#### Work item
Pull every "grille" line out of the data below.

#### Data
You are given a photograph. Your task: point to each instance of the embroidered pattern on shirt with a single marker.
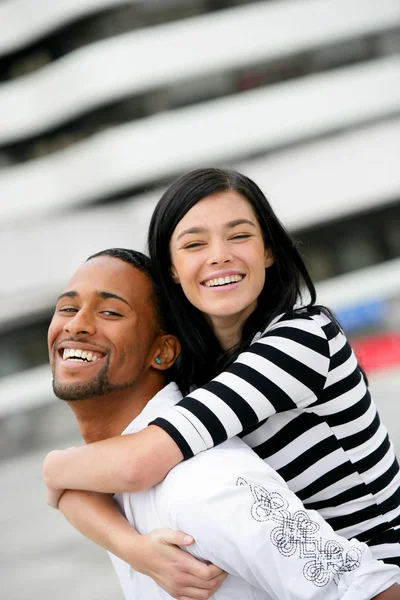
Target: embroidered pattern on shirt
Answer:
(297, 532)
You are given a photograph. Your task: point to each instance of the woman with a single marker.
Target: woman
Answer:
(285, 378)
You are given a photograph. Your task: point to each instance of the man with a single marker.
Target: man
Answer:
(109, 356)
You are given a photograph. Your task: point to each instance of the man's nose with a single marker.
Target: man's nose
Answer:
(81, 323)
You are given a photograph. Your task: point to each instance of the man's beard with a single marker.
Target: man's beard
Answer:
(99, 386)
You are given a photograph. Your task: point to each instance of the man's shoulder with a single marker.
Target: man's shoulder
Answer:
(215, 471)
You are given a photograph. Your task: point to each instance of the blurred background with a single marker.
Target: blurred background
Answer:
(102, 102)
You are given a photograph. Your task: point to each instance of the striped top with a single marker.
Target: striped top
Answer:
(298, 397)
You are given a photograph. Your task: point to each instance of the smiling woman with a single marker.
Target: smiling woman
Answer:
(220, 263)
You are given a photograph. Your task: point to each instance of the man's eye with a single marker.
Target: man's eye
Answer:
(240, 236)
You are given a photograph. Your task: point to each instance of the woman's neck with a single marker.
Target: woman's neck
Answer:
(228, 330)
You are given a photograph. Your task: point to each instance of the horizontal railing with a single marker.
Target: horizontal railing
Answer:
(160, 56)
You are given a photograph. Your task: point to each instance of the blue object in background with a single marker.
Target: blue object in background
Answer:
(362, 315)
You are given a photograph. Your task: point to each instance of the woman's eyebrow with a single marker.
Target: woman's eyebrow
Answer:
(191, 230)
(228, 225)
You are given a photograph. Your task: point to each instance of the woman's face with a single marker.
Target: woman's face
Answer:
(219, 258)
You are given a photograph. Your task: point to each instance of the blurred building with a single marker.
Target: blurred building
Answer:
(104, 101)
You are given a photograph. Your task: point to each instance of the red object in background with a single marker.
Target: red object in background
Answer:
(378, 352)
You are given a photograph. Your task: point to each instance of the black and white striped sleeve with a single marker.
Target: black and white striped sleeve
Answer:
(285, 368)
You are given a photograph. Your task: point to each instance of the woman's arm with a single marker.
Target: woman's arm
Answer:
(125, 463)
(392, 593)
(156, 554)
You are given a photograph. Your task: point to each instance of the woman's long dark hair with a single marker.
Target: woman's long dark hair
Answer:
(286, 280)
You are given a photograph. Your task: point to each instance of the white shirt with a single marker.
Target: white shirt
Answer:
(246, 520)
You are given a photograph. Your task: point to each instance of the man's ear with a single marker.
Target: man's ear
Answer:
(269, 258)
(174, 275)
(166, 352)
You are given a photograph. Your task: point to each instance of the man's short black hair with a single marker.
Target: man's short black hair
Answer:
(141, 262)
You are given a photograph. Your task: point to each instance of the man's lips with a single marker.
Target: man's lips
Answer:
(78, 353)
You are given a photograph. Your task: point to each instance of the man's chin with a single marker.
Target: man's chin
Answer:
(79, 391)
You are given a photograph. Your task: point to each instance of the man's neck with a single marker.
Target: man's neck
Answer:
(107, 416)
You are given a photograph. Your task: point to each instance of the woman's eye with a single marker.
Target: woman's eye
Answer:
(240, 236)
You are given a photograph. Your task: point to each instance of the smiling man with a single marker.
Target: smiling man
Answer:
(110, 356)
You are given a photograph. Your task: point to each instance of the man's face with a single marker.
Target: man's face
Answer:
(102, 331)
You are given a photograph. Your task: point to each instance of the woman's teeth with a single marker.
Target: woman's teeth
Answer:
(223, 280)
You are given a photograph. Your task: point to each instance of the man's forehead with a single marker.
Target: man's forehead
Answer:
(104, 272)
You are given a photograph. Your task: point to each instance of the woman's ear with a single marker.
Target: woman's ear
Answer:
(269, 258)
(174, 275)
(166, 352)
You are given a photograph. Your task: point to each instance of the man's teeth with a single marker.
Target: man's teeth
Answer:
(77, 354)
(223, 280)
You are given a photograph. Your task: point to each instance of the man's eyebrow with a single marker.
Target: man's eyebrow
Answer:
(70, 294)
(107, 295)
(228, 225)
(102, 295)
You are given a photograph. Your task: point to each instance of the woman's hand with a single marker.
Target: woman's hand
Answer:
(53, 496)
(174, 570)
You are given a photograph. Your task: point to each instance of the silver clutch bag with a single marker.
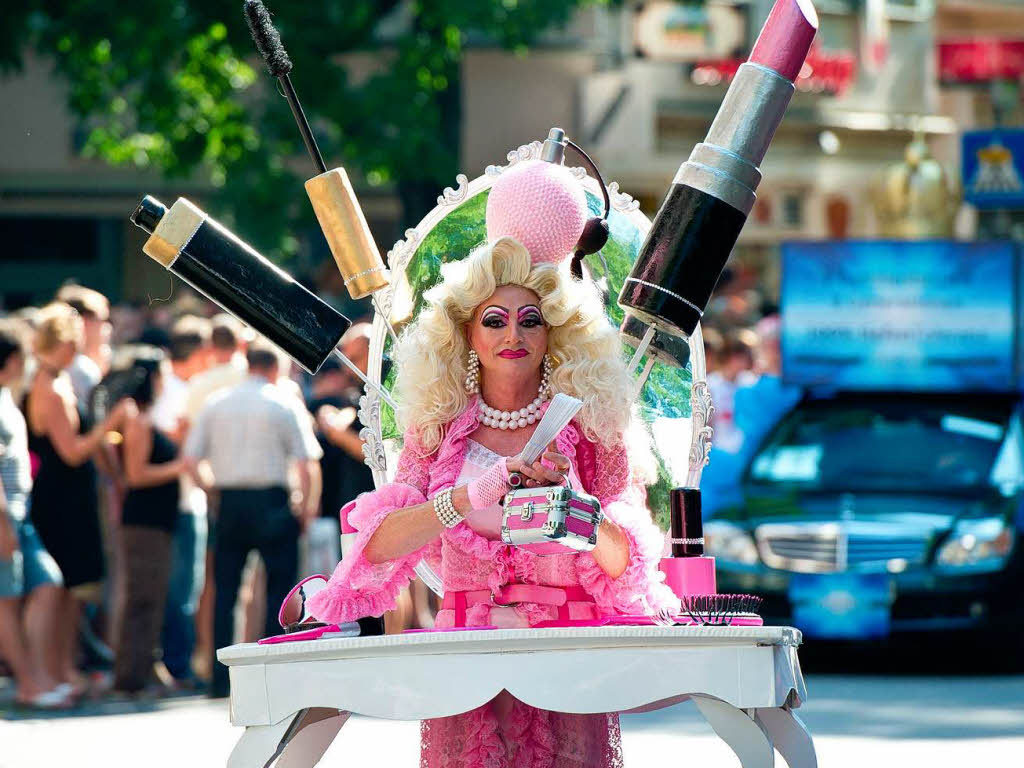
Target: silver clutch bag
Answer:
(552, 520)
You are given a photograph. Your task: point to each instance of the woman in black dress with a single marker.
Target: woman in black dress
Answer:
(65, 503)
(152, 468)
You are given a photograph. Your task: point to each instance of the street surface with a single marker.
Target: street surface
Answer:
(857, 720)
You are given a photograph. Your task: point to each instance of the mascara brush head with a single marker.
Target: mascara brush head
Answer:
(267, 38)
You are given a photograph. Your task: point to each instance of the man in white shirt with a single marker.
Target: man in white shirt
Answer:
(249, 437)
(228, 365)
(189, 353)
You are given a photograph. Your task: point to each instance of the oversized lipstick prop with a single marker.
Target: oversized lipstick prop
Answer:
(714, 190)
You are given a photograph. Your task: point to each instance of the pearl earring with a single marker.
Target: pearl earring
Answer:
(473, 373)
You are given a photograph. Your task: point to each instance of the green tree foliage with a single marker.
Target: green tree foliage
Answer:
(176, 86)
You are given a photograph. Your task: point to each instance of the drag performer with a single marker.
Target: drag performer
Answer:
(506, 330)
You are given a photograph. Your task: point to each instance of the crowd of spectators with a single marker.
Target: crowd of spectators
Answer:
(159, 467)
(742, 350)
(165, 476)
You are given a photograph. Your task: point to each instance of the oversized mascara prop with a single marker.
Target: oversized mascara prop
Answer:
(232, 274)
(714, 190)
(330, 192)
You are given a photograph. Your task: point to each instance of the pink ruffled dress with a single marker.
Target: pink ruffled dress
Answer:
(504, 732)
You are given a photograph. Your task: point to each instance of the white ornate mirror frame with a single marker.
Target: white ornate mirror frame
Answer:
(381, 455)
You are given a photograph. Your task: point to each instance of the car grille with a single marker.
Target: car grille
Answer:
(832, 547)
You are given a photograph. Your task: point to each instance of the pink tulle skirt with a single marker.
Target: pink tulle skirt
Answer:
(507, 733)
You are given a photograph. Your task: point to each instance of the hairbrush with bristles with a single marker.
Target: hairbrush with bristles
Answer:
(719, 609)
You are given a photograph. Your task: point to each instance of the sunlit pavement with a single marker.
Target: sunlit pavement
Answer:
(856, 721)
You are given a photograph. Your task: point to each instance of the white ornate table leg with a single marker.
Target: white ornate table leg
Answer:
(744, 736)
(306, 742)
(258, 745)
(790, 735)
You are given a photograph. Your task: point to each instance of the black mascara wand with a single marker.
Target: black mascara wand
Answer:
(268, 43)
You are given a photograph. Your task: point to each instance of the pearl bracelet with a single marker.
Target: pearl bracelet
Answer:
(445, 510)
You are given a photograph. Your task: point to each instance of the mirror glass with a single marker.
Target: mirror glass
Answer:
(293, 609)
(452, 230)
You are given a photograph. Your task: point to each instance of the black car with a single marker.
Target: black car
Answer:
(870, 514)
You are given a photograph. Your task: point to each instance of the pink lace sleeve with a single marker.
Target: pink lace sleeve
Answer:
(607, 475)
(359, 588)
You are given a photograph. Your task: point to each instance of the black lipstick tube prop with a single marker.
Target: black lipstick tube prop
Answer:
(688, 571)
(229, 272)
(707, 206)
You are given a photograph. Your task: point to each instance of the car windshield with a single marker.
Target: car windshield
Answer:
(892, 445)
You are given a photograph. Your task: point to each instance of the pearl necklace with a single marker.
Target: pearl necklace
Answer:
(492, 417)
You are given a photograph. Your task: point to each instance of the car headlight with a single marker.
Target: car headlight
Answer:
(728, 542)
(977, 545)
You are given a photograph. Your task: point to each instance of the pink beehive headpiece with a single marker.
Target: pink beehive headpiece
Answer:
(541, 205)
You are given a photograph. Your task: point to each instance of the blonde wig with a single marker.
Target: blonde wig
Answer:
(432, 352)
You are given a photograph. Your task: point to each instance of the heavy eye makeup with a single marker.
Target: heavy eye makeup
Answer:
(495, 316)
(529, 316)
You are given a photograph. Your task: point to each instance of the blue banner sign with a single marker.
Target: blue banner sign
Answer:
(930, 315)
(993, 168)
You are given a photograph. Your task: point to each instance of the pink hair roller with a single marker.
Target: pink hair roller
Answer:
(541, 205)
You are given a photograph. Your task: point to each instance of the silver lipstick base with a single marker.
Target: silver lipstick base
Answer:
(726, 164)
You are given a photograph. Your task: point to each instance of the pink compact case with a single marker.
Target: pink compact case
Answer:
(554, 520)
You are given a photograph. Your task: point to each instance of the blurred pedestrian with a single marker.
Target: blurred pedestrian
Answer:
(27, 570)
(65, 503)
(249, 436)
(227, 367)
(152, 467)
(188, 347)
(714, 343)
(190, 354)
(735, 369)
(93, 359)
(335, 400)
(761, 404)
(720, 481)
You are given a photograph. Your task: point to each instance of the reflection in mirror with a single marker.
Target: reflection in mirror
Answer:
(293, 609)
(672, 407)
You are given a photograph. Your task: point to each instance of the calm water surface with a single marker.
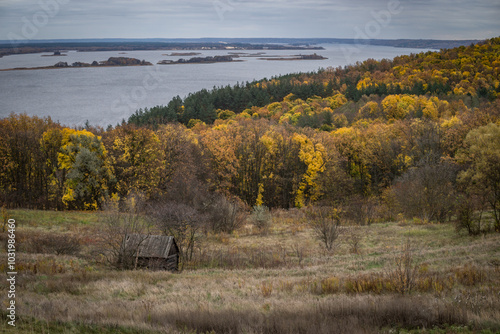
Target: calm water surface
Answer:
(107, 95)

#### Written answer
You are given a photograph. Your task: point to each instance of the car grille with a single marker.
Target: car grille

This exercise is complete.